(Part of a data file)
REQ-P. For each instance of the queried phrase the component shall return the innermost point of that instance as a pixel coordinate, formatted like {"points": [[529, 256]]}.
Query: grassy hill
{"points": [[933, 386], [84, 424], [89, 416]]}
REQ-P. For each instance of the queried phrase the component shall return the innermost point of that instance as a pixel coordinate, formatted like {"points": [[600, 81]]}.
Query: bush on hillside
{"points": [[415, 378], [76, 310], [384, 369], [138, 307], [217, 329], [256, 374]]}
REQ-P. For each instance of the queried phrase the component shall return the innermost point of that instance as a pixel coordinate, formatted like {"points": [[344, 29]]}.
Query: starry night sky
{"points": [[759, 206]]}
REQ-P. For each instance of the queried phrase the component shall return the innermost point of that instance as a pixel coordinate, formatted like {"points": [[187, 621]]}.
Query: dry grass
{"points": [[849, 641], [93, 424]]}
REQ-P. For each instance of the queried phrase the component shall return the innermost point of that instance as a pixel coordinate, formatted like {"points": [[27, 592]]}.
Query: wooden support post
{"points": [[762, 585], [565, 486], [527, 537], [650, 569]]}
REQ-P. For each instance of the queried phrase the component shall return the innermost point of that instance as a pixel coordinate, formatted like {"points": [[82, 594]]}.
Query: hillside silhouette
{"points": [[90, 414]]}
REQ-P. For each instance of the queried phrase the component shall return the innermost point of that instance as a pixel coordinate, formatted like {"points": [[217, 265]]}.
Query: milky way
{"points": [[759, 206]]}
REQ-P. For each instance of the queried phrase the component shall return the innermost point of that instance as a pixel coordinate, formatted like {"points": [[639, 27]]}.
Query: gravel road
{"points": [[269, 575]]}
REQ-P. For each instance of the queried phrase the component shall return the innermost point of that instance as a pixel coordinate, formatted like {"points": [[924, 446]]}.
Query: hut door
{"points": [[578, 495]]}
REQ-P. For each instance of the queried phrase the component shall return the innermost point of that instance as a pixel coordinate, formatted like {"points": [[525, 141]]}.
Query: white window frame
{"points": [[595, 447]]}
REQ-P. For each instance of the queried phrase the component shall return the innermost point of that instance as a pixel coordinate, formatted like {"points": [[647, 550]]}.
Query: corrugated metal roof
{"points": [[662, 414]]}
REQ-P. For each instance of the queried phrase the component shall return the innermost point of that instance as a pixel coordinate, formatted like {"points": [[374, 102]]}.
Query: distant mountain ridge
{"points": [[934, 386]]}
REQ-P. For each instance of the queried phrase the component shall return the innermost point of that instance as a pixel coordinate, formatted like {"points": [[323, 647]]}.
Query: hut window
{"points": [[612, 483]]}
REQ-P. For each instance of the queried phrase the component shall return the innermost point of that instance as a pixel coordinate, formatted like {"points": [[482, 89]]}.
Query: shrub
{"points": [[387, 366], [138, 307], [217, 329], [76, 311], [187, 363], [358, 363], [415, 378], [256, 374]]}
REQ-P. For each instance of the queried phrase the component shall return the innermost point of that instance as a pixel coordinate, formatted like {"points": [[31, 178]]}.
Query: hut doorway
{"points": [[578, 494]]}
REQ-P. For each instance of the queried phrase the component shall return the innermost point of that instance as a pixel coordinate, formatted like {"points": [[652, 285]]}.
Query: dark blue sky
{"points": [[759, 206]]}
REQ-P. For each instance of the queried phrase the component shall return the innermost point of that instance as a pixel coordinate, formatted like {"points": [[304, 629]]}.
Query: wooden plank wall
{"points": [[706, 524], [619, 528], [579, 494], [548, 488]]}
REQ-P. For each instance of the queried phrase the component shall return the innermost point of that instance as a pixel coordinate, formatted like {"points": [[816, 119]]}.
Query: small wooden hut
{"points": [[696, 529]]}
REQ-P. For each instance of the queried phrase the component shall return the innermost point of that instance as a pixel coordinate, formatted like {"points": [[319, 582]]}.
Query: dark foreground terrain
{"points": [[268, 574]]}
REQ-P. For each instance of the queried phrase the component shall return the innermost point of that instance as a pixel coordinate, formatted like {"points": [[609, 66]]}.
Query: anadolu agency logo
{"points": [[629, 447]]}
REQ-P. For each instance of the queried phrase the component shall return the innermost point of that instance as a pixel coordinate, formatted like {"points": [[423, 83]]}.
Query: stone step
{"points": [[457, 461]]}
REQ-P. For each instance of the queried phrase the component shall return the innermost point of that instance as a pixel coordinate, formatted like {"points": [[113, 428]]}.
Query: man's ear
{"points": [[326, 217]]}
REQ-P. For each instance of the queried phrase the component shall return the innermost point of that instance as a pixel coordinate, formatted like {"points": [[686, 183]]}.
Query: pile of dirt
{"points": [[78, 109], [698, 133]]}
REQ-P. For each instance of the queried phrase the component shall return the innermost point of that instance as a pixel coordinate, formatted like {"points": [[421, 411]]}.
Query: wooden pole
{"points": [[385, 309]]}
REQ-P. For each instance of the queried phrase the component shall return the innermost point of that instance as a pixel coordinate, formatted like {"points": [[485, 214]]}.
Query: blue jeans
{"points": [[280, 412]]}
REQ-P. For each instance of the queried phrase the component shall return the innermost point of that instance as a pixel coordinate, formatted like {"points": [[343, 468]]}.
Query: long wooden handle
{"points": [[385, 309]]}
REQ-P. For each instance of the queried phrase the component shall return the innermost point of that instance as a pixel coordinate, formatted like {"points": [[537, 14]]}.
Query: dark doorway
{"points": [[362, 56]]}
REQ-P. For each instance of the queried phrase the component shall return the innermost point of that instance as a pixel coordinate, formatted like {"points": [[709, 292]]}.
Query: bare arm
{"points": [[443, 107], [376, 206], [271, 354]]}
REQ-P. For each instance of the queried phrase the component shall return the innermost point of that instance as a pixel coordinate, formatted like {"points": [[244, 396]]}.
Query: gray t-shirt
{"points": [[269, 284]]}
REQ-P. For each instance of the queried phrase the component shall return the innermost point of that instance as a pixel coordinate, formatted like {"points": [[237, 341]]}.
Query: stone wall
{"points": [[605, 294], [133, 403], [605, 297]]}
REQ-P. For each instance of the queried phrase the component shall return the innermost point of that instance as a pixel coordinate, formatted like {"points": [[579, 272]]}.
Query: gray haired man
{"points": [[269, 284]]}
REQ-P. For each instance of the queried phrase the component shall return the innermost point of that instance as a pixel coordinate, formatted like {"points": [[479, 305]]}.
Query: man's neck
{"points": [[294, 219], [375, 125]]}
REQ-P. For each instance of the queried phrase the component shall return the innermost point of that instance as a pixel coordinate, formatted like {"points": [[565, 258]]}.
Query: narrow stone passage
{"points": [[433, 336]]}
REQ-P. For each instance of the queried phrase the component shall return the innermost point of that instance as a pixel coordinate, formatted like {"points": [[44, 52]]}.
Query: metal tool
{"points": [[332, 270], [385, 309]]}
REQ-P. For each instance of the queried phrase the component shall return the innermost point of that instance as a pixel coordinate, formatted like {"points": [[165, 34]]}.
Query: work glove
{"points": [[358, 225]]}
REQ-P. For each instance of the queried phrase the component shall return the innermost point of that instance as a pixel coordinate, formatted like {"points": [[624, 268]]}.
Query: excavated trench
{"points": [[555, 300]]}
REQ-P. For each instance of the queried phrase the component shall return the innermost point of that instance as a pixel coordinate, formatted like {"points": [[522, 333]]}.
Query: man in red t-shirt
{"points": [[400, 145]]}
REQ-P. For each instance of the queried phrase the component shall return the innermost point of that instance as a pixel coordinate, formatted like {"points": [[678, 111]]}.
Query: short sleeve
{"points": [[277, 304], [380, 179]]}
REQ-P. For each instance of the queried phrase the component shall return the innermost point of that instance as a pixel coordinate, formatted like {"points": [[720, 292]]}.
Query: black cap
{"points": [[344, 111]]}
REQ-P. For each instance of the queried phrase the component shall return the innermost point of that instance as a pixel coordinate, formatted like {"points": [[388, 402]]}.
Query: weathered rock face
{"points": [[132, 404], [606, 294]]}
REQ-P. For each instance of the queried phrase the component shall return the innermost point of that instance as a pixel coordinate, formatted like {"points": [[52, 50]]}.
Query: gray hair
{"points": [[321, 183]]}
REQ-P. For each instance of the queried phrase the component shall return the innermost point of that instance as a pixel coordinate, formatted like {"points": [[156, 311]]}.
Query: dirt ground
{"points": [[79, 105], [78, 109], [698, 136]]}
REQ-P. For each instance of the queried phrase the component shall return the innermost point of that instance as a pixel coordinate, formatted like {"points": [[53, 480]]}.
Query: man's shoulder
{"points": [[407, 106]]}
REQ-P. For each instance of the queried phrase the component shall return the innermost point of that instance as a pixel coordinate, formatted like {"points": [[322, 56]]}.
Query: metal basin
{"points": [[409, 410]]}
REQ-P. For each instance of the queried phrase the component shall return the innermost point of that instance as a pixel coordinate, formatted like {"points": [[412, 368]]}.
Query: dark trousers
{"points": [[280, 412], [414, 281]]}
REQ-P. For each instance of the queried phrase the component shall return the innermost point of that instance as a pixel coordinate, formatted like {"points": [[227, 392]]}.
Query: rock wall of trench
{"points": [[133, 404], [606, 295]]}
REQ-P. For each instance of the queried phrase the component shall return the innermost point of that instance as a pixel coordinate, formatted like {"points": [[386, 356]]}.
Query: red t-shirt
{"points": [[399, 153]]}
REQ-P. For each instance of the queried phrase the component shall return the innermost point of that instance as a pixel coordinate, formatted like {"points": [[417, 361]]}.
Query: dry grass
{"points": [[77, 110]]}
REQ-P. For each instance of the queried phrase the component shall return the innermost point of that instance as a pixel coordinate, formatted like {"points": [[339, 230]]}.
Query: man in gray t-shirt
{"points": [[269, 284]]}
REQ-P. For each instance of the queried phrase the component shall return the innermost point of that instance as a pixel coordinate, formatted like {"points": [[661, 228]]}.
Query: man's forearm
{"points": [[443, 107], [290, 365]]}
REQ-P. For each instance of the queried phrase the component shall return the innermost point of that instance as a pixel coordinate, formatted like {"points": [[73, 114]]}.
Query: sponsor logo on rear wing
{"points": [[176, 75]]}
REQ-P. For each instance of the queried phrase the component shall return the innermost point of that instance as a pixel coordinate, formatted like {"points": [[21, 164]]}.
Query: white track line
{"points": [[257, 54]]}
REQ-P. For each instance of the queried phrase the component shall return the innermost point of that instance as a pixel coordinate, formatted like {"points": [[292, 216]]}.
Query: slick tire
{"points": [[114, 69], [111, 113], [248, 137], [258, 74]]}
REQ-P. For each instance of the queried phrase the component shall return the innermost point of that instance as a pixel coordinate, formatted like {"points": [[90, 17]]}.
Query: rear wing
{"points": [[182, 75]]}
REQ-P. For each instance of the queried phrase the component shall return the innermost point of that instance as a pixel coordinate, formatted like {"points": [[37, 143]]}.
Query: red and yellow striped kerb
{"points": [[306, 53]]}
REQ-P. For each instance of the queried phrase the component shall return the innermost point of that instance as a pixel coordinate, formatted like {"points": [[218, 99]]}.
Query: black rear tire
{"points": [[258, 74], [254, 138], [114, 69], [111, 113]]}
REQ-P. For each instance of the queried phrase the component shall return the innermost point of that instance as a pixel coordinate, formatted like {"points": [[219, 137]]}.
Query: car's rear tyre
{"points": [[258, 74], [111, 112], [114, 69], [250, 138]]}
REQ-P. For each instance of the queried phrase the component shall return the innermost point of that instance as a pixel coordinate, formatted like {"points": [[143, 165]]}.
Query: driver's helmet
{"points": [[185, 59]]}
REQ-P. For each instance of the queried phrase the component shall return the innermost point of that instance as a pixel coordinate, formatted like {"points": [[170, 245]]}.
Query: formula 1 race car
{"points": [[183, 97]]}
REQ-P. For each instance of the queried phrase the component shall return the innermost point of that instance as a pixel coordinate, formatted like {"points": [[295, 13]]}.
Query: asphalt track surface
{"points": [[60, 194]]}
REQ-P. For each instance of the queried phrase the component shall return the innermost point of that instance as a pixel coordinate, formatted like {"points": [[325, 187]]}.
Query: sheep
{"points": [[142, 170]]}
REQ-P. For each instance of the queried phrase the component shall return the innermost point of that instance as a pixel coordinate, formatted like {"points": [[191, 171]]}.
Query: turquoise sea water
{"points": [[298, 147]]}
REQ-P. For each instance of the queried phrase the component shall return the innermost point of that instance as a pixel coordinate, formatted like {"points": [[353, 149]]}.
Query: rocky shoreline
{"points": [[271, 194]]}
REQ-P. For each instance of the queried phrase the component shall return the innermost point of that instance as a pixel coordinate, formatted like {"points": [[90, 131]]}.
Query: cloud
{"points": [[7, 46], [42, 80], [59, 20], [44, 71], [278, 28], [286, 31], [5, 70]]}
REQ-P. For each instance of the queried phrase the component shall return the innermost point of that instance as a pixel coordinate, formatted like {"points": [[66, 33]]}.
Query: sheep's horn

(Exercise): How many lines in the data above contain the string "trench"? Matching is case-sensitive. Reply with the number alone.

(Task response): 2